• What is being asked: Copy out everything from "To sum up. INTJs" down to "to inferior Se." in the post about INTJs in marriage, without changing a word.

• Text provided:

________________

The real question should be WHY (insert type) would abuse their spouse. The obvious would be that they are unhealthy but what makes a type tick is important to acknowledge to maintain understanding in a marriage. I'm just going to go through why my type (INTJ) would abuse their spouse. My source is INTJ Personal Growth but feel free to list additional information :wink:

With that being said, INTJs....


May be unaware (and sometimes uncaring) of how they come across to others
May quickly dismiss input from others without really considering it
May apply their judgment more often towards others, rather than towards themselves
With their ability to see an issue from many sides, they may always find others at fault for problems in their own lives
May look at external ideas and people with the primary purpose of finding fault
May take pride in their ability to be critical and find fault in people and things
May have unrealistic and/or unreasonable expectations of others
May be intolerant of weaknesses in others
May believe that they're always right
May be cuttingly derisive and sarcastic towards others
May have an intense and quick temper
May hold grudges, and have difficulty forgiving people
May be wishy-washy and unsure how to act in situations that require
May have difficulty communicating their thoughts and feelings to others
May see so many tangents everywhere that they can't stay focused on the bottom line or the big picture

To sum up. INTJs may not emphasize others in a positive way when addressing or analyzing them. Anger may overtake them and make them unbearable in a relationship. Also, expectations vs reality could lead to hostility towards their partner partially due to inferior Se.

________________

• Data records:
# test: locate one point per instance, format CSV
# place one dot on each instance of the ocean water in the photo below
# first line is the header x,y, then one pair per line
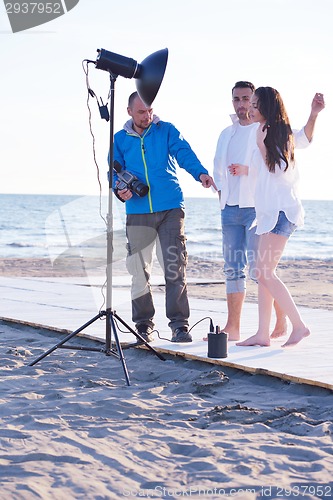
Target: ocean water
x,y
45,226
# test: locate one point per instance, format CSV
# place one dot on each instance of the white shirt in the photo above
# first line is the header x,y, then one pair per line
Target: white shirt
x,y
242,192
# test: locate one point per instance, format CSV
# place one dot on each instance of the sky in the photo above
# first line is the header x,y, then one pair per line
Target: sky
x,y
46,144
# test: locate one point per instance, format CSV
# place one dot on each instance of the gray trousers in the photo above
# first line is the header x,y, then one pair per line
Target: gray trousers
x,y
165,230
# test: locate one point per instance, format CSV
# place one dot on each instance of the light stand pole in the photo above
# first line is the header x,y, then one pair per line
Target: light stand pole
x,y
149,74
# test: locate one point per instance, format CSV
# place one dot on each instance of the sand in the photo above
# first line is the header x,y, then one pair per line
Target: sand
x,y
309,281
72,429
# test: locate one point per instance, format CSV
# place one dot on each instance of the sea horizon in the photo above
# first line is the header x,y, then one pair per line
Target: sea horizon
x,y
46,225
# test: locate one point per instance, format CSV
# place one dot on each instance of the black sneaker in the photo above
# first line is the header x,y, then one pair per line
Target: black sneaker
x,y
146,332
181,335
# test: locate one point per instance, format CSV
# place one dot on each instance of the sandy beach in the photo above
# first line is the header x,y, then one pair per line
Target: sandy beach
x,y
71,428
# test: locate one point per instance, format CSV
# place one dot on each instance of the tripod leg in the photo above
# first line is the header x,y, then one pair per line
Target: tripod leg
x,y
109,318
59,344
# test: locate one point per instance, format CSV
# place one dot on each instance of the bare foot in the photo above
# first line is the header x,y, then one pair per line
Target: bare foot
x,y
280,329
296,336
257,339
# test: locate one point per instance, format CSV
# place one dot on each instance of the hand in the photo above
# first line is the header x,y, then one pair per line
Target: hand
x,y
318,103
125,194
207,181
237,169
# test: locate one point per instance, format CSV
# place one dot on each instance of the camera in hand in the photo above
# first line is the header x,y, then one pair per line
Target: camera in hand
x,y
129,181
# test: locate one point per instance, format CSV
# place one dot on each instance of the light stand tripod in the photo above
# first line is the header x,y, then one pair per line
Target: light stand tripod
x,y
150,73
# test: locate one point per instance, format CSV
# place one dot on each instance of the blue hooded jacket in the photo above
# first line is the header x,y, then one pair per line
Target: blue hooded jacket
x,y
153,159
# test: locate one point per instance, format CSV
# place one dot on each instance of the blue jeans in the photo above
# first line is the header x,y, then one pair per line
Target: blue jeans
x,y
240,246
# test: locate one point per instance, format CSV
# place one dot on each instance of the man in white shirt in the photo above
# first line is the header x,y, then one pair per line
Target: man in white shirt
x,y
236,193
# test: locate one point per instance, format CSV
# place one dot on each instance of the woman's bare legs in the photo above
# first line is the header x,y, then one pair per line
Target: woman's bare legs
x,y
271,247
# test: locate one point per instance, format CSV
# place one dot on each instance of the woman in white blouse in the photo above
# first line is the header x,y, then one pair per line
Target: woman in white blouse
x,y
278,208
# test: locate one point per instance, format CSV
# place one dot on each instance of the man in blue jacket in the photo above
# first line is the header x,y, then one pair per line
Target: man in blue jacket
x,y
151,149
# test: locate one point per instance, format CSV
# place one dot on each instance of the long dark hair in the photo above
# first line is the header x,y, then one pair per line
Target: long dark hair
x,y
279,140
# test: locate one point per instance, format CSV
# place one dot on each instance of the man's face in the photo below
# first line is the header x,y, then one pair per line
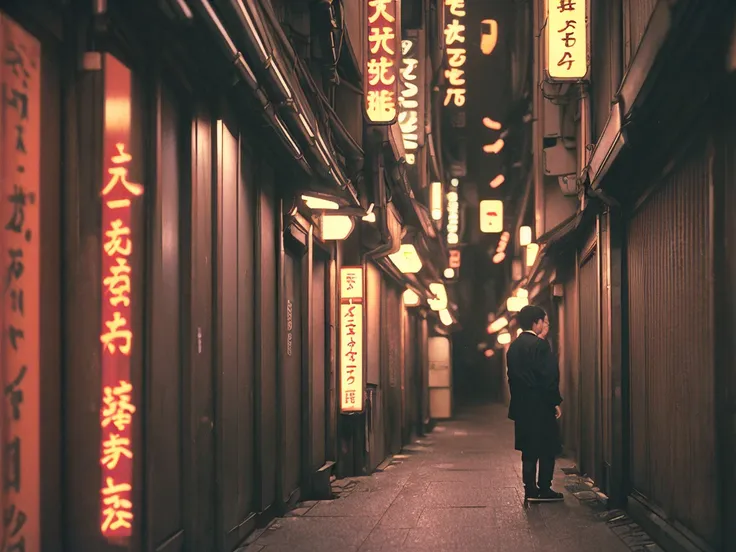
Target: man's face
x,y
543,328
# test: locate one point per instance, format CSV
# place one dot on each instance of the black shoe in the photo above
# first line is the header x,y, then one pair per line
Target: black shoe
x,y
548,495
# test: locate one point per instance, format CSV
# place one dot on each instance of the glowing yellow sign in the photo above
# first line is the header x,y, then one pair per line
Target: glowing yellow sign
x,y
567,40
382,75
491,216
488,36
457,53
351,339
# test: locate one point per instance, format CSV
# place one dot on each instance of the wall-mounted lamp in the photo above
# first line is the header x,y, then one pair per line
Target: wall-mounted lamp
x,y
411,298
446,317
336,227
525,236
496,182
407,259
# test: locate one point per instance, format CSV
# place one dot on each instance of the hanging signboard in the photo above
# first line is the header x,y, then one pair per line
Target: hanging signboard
x,y
352,337
491,216
118,194
20,159
567,39
381,82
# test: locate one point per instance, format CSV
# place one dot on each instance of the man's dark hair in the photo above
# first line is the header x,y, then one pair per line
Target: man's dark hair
x,y
530,315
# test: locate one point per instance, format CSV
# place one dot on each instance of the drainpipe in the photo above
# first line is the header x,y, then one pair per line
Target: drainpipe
x,y
538,118
374,140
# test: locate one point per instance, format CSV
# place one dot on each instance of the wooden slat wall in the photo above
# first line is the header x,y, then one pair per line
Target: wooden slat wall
x,y
671,350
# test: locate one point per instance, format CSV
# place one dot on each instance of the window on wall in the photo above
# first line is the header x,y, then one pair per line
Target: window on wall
x,y
121,192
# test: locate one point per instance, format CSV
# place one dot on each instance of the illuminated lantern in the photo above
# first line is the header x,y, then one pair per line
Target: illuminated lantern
x,y
491,216
411,299
440,303
446,317
567,41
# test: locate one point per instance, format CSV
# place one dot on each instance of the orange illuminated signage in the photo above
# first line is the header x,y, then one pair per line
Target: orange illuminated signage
x,y
118,194
567,39
20,238
411,114
457,53
352,337
381,82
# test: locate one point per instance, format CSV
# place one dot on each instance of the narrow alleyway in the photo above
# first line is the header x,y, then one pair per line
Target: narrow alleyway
x,y
456,489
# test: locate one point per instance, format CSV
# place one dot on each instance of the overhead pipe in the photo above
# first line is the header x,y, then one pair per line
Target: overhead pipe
x,y
296,116
247,75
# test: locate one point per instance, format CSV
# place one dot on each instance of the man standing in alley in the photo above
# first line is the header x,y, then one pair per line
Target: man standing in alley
x,y
535,404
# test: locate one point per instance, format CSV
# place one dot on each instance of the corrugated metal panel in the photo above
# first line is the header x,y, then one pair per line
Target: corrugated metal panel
x,y
638,13
671,353
589,367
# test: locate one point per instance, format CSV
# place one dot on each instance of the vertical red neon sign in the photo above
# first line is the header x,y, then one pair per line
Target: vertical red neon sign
x,y
116,335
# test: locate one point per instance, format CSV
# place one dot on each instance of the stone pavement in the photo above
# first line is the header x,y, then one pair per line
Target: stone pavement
x,y
456,489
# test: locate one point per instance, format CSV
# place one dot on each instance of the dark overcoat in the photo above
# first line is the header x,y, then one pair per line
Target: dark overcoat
x,y
534,382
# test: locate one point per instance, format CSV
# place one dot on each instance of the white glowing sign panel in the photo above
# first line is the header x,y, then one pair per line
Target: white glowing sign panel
x,y
491,216
567,40
352,338
453,217
457,53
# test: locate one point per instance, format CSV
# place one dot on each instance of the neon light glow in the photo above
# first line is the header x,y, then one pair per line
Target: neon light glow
x,y
116,335
567,40
409,98
491,216
381,83
351,339
407,259
488,36
496,182
456,53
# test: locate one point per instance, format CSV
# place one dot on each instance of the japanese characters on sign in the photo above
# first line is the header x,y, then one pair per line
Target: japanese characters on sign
x,y
411,116
351,339
381,82
20,78
491,216
457,53
118,193
453,216
567,49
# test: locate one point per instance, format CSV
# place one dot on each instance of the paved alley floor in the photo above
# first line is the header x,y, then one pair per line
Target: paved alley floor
x,y
458,488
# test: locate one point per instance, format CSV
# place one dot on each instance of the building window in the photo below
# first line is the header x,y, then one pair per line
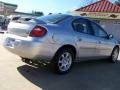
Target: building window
x,y
116,22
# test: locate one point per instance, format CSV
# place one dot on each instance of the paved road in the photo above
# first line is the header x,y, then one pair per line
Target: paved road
x,y
90,75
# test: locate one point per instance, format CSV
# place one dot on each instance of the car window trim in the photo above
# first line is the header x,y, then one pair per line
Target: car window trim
x,y
87,22
100,28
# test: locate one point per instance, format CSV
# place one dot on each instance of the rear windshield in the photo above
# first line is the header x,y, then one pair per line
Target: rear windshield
x,y
53,18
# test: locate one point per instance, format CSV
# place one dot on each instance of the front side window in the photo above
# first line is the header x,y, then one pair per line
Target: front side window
x,y
98,31
81,25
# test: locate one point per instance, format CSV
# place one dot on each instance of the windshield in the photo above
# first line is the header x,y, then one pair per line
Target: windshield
x,y
53,18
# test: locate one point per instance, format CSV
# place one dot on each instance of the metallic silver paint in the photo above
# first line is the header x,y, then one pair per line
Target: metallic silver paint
x,y
58,35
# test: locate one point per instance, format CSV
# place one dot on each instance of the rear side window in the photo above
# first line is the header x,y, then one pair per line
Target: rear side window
x,y
53,18
82,26
98,31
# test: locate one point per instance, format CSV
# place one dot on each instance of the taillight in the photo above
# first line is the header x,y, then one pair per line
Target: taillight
x,y
38,31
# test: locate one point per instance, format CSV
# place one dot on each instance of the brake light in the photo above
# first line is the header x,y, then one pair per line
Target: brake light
x,y
38,31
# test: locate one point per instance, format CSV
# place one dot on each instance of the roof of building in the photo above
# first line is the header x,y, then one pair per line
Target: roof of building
x,y
101,6
14,5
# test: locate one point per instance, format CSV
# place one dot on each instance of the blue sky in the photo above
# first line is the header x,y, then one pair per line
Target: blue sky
x,y
49,6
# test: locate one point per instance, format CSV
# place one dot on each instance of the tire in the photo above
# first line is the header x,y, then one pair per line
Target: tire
x,y
63,61
114,55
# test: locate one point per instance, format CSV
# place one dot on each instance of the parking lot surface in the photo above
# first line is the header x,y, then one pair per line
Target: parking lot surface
x,y
89,75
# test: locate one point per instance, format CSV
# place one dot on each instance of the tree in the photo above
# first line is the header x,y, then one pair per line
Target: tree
x,y
117,2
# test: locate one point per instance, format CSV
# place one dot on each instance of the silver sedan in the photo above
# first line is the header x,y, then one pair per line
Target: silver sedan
x,y
60,39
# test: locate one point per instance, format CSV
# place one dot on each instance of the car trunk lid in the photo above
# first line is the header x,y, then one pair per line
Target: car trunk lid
x,y
22,28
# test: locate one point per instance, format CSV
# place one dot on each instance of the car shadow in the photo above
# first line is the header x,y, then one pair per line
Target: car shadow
x,y
88,75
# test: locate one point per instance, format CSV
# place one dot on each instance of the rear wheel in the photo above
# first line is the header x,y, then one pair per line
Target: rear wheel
x,y
63,61
114,55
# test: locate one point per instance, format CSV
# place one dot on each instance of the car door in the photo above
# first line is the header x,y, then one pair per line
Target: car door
x,y
104,44
85,41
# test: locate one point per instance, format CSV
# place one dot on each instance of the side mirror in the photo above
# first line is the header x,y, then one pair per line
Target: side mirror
x,y
110,36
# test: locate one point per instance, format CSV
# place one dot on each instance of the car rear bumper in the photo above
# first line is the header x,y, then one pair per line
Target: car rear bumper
x,y
28,47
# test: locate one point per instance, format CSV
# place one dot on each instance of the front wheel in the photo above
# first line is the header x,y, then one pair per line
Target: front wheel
x,y
63,61
114,55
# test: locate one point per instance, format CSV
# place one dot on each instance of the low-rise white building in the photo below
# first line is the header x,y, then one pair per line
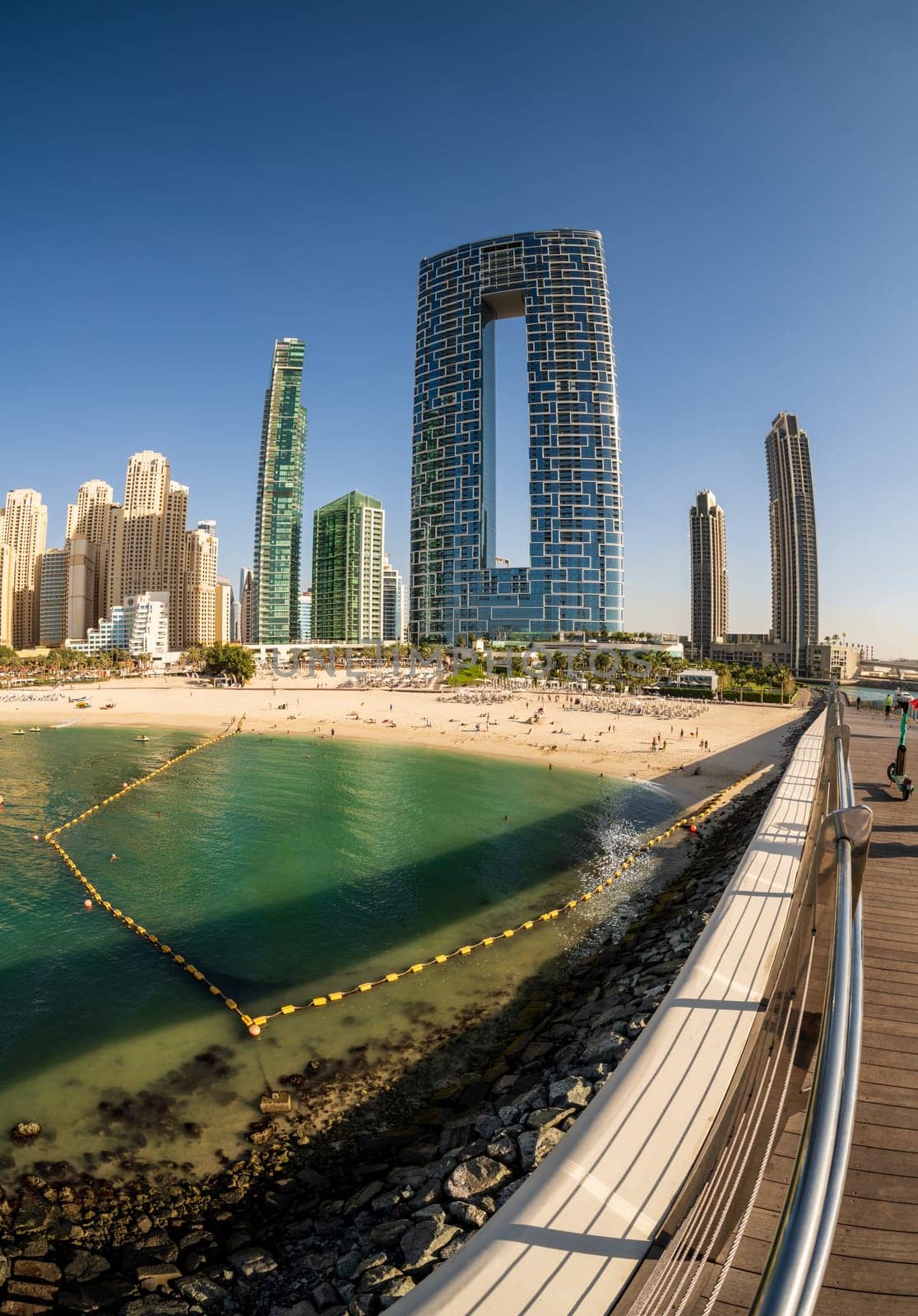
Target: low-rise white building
x,y
138,625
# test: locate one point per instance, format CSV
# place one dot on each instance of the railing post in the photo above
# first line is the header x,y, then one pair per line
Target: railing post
x,y
797,1261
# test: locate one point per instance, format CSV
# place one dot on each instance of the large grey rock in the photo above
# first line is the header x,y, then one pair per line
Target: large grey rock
x,y
604,1045
424,1240
202,1290
536,1147
487,1125
85,1267
364,1197
468,1214
428,1193
253,1261
395,1290
157,1276
379,1276
480,1175
154,1304
547,1118
452,1247
32,1215
387,1234
570,1091
503,1148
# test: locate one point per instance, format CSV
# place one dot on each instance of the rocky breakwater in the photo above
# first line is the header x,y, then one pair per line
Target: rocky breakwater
x,y
345,1221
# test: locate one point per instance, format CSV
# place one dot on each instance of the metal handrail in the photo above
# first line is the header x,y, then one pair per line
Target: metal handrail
x,y
803,1244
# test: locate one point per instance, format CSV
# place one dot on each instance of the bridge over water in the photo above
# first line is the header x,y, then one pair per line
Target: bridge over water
x,y
758,1148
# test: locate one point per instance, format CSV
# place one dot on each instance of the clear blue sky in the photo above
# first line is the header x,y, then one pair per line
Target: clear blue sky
x,y
184,183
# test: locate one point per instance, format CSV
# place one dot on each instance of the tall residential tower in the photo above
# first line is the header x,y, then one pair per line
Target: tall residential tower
x,y
792,521
347,570
707,541
573,581
279,500
95,540
24,531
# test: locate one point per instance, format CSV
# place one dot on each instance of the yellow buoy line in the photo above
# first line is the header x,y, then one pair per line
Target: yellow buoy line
x,y
255,1023
527,925
105,905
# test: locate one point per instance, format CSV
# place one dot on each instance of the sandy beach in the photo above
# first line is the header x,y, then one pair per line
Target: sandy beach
x,y
693,756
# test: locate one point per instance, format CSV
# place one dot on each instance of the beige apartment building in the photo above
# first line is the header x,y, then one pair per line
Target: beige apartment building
x,y
24,530
7,558
199,591
174,561
224,612
95,540
707,543
146,500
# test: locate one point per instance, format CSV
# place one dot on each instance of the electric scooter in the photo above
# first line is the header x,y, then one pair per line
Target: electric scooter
x,y
896,770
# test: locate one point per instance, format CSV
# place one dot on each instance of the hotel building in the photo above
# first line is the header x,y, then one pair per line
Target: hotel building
x,y
393,603
279,502
199,591
707,544
347,570
223,628
138,625
53,598
7,559
792,523
573,579
95,539
24,531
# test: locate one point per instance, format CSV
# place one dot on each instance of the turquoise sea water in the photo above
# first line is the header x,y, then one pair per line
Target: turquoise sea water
x,y
285,869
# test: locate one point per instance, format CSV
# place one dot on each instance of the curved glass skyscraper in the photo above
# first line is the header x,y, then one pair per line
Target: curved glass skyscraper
x,y
573,581
275,614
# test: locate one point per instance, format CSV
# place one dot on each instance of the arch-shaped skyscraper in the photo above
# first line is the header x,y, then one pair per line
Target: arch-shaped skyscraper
x,y
573,581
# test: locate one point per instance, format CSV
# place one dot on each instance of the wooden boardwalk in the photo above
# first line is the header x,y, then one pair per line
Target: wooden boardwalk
x,y
874,1267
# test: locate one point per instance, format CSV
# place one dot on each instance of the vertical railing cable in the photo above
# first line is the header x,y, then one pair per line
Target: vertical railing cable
x,y
800,1253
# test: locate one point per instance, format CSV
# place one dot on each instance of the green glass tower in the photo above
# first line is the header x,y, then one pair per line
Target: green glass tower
x,y
279,503
347,570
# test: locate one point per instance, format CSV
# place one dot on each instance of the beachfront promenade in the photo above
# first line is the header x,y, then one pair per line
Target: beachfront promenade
x,y
669,1193
874,1267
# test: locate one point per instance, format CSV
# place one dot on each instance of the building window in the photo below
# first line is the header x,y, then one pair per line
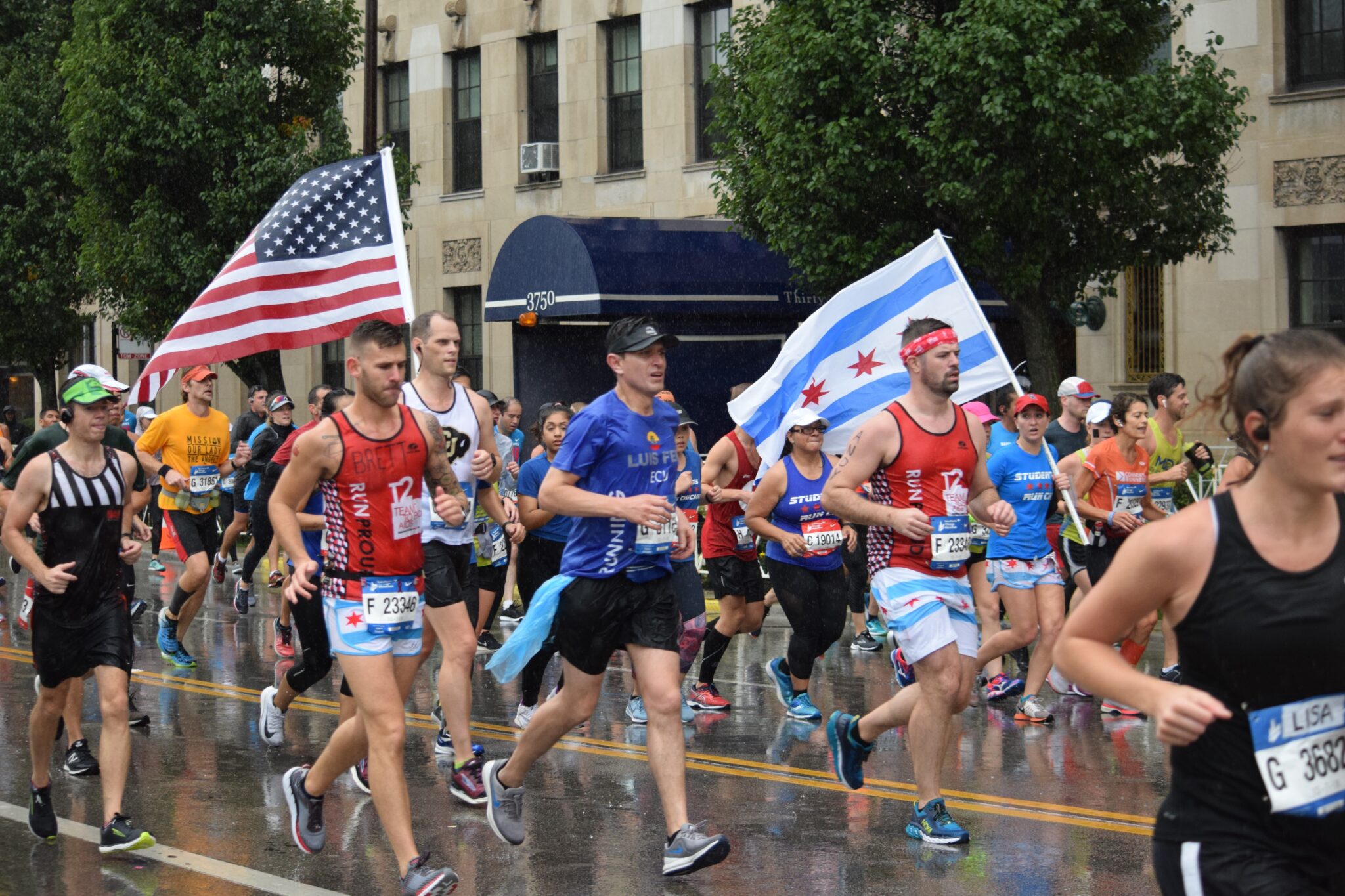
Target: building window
x,y
397,106
1315,38
334,363
464,305
467,120
1317,277
712,23
625,108
1143,323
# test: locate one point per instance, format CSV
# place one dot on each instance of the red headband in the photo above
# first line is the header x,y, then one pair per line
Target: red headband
x,y
927,341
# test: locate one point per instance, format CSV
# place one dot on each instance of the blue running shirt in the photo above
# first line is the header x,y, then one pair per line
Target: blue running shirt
x,y
1024,481
613,450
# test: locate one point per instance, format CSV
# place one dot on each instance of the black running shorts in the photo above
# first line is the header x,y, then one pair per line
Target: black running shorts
x,y
599,616
197,532
62,652
445,572
735,578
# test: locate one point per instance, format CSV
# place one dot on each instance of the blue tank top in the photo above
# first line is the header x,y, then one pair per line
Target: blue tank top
x,y
799,511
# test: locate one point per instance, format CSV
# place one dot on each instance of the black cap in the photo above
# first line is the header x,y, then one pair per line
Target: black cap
x,y
682,417
638,337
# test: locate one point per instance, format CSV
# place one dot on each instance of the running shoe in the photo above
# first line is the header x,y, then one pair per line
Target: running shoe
x,y
1032,710
428,882
271,720
359,774
503,805
121,836
284,643
466,782
848,757
935,825
707,696
692,849
42,817
1118,708
783,684
1002,687
305,813
79,759
864,641
241,598
801,707
906,672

________________

• Worked solution:
To sum up. INTJs may not emphasize others in a positive way when addressing or analyzing them. Anger may overtake them and make them unbearable in a relationship. Also, expectations vs reality could lead to hostility towards their partner partially due to inferior Se.